- _操作说明_
从记录开头一直到含有“210V223L350 239V246L358 254L365”的那一行，将这部分内容逐字摘录出来，首尾两行都包括在内。

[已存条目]
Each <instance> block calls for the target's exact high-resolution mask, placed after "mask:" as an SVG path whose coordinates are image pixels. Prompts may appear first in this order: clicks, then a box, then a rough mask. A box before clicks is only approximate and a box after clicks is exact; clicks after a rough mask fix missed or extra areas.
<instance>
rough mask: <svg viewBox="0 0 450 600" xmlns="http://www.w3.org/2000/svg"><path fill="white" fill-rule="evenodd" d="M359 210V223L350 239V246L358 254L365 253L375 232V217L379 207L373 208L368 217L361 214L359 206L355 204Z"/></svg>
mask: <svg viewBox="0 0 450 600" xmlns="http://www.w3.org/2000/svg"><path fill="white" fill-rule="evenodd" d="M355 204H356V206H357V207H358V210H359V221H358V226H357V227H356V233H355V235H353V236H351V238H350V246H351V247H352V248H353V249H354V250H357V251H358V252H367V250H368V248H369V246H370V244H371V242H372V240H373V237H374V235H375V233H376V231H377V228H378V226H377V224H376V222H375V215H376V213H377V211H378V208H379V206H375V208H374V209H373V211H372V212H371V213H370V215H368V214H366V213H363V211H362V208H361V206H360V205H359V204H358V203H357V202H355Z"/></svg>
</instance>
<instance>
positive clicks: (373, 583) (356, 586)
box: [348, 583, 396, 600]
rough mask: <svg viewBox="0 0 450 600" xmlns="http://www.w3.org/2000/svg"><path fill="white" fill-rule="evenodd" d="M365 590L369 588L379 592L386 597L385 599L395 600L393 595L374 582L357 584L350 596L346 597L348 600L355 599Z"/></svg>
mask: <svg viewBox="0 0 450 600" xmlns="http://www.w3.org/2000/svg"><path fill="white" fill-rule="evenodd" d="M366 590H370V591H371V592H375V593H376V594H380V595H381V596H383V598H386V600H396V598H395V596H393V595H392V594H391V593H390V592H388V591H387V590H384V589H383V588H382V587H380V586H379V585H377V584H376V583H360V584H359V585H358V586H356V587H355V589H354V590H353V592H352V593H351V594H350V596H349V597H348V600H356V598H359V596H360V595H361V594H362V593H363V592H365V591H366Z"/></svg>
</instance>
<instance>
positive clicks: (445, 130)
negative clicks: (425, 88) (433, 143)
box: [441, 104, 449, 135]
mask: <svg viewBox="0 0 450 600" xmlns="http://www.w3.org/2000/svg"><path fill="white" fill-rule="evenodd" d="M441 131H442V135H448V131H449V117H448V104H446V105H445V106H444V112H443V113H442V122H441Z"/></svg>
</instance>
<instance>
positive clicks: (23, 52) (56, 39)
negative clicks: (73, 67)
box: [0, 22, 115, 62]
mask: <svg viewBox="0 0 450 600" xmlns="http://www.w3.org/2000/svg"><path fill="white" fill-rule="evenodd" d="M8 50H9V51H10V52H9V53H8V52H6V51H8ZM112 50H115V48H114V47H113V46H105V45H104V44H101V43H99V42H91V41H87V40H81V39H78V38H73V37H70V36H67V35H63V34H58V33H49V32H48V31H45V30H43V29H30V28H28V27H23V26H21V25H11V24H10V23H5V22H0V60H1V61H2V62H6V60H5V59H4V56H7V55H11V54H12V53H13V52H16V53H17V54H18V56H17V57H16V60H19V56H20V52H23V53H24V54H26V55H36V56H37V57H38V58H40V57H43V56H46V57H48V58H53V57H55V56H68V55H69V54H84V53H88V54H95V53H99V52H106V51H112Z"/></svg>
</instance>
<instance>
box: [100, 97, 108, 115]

- _练习结果_
Each <instance> block calls for the target's exact high-resolution mask, placed after "mask:" as an SVG path whose coordinates are image pixels. Prompts may appear first in this order: clicks, then a box, then a rough mask. A box before clicks is only approximate and a box after clicks is exact; clicks after a rough mask fix missed or extra areas.
<instance>
rough mask: <svg viewBox="0 0 450 600" xmlns="http://www.w3.org/2000/svg"><path fill="white" fill-rule="evenodd" d="M359 210V223L350 239V246L358 254L365 253L375 232V217L379 207L373 208L368 217L361 214L359 206L355 204Z"/></svg>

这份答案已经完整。